Copy out the whole essay "A Split Second" below, word for word.

TEXT EXCERPT →
──────

A Split Second

(I was never one to cry a lot. As I have gotten older I am a bit more weepy, but still try to hide that fact for the most part. The one thing that will make me tear up with almost no control to stop it, is seeing tears in someone else’s eyes.)

I didn’t realize anyone could move so slow. Being a fast walker myself and one who goes at full speed most of the time, it was straining me to move so slowly. I had no choice.

When the crowd became too large and our way was blocked, I tried to run interference so he could get through. While my son does that for me in crowds, I was not having as much success. My son’s imposing six foot four inch frame inspired people to clear a path for him on the football field and still does in day to day life. Tucking in behind him and getting through a crowd always seems easy.

My slight frame does not inspire anyone to get out of the way so we were trapped by a sea of humanity. I thought eventually someone would notice the old man trying to get by but no one did, each person too absorbed in their own conversations.

I decided to walk the long way around and get to the other side of the wall of people that blocked our way, hoping I could then reach back and will him through. When I got in front of the crowd I looked back and for an instant lost him.

──────

MATERIAL PROVIDED →
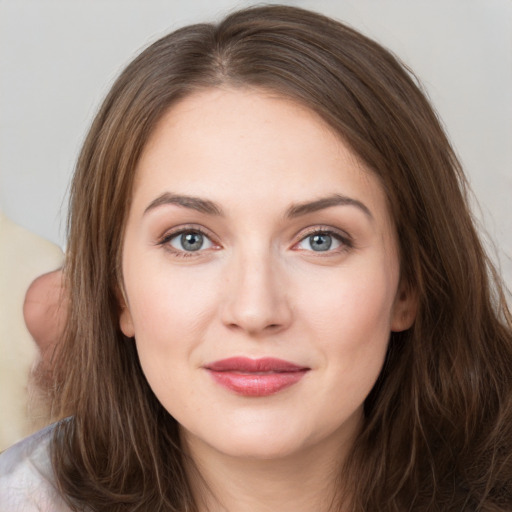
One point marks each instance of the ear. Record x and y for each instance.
(405, 308)
(125, 317)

──────

FINISHED EXERCISE →
A Split Second

(I was never one to cry a lot. As I have gotten older I am a bit more weepy, but still try to hide that fact for the most part. The one thing that will make me tear up with almost no control to stop it, is seeing tears in someone else’s eyes.)

I didn’t realize anyone could move so slow. Being a fast walker myself and one who goes at full speed most of the time, it was straining me to move so slowly. I had no choice.

When the crowd became too large and our way was blocked, I tried to run interference so he could get through. While my son does that for me in crowds, I was not having as much success. My son’s imposing six foot four inch frame inspired people to clear a path for him on the football field and still does in day to day life. Tucking in behind him and getting through a crowd always seems easy.

My slight frame does not inspire anyone to get out of the way so we were trapped by a sea of humanity. I thought eventually someone would notice the old man trying to get by but no one did, each person too absorbed in their own conversations.

I decided to walk the long way around and get to the other side of the wall of people that blocked our way, hoping I could then reach back and will him through. When I got in front of the crowd I looked back and for an instant lost him.